(Point-based annotation records)
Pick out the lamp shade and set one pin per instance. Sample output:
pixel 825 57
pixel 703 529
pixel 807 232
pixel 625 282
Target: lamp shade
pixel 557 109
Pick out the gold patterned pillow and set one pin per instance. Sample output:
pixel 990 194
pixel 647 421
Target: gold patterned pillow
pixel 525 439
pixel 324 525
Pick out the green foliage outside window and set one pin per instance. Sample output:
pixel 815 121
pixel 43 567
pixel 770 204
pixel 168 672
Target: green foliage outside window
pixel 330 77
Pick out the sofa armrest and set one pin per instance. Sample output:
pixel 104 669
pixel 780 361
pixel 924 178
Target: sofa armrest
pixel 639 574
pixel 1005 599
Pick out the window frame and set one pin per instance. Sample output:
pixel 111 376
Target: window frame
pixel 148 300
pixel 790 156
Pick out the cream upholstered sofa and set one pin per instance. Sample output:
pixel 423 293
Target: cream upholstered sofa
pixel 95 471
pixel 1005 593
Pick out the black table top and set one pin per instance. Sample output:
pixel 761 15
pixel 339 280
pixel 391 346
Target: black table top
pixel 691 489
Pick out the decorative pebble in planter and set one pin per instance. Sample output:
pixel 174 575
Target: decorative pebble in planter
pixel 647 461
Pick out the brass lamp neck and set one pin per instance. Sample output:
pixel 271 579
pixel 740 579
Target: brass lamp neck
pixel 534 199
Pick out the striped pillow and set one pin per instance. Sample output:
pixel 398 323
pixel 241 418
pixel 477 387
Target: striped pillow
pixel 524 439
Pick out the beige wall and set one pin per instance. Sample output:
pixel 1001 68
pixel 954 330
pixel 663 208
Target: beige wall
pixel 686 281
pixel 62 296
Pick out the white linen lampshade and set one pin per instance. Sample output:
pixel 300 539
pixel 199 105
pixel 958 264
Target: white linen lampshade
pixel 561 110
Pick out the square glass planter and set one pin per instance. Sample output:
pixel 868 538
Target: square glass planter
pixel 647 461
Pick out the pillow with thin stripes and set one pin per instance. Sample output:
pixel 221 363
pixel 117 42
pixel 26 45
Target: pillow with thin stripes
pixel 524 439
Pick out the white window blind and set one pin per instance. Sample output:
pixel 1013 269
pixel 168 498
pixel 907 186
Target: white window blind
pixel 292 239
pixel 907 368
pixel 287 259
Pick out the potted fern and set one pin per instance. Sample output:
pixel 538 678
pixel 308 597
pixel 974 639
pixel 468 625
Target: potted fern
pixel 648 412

__AIM__
Substitute "mark one point per instance" for every occurrence of "set one pin per instance" in all of the records above. Reproduce everything else without any change.

__FULL RESPONSE__
Pick out the lamp shade and mark one point per instance. Sample output:
pixel 825 57
pixel 703 529
pixel 807 232
pixel 625 282
Target: lamp shade
pixel 557 109
Pick out the gold patterned pillow and mark one point per instance. Sample output:
pixel 990 194
pixel 647 421
Target: gold patterned pillow
pixel 525 439
pixel 324 525
Pick out the green foliage outside window and mark one point per instance. Sample output:
pixel 815 121
pixel 43 567
pixel 770 204
pixel 168 672
Target: green foliage outside window
pixel 330 77
Pick out the sofa armrest and mark one point per instance. Sample output:
pixel 104 669
pixel 780 361
pixel 924 178
Target: sofa armrest
pixel 639 574
pixel 1005 599
Pick out the window frame and mark one point per instance. Sample output:
pixel 111 376
Target: window frame
pixel 148 300
pixel 790 156
Pick out the cream upholstered sofa and mark one point per instance. Sample output:
pixel 423 293
Target: cream upholstered sofa
pixel 95 471
pixel 1005 593
Pick out the black table top and mark one point per instance. Sample output:
pixel 761 15
pixel 339 280
pixel 391 346
Target: black table top
pixel 691 489
Pick out the decorative pebble in planter and mark one point per instance. Sample output:
pixel 174 575
Target: decorative pebble in planter
pixel 647 461
Pick out the brass lamp neck and mark one point per instance. Sample output:
pixel 271 579
pixel 740 579
Target: brass lamp neck
pixel 534 199
Pick out the striped pillow and mark one point per instance. Sample output:
pixel 398 323
pixel 241 418
pixel 477 387
Target: striped pillow
pixel 524 439
Pick out the beige wall and mark one point per instance. Sample output:
pixel 1001 68
pixel 954 330
pixel 663 208
Target: beige wall
pixel 686 281
pixel 62 296
Pick out the white linen lampshade and mark one point per instance. Sample output:
pixel 300 539
pixel 199 105
pixel 958 264
Target: white linen lampshade
pixel 561 110
Pick out the square glass planter and mark one point per instance. Sample output:
pixel 868 538
Target: square glass planter
pixel 647 461
Pick out the pillow with thin stripes and mark one point per instance. Sample output:
pixel 221 363
pixel 117 42
pixel 26 45
Target: pillow with thin stripes
pixel 524 439
Pick out the white window blind and mark one point per instance. Sample output:
pixel 1013 269
pixel 168 498
pixel 907 186
Target: white window blind
pixel 292 239
pixel 907 368
pixel 287 259
Pick out the potted fern and mark one point per instance. Sample output:
pixel 538 678
pixel 308 597
pixel 974 639
pixel 468 625
Target: potted fern
pixel 648 412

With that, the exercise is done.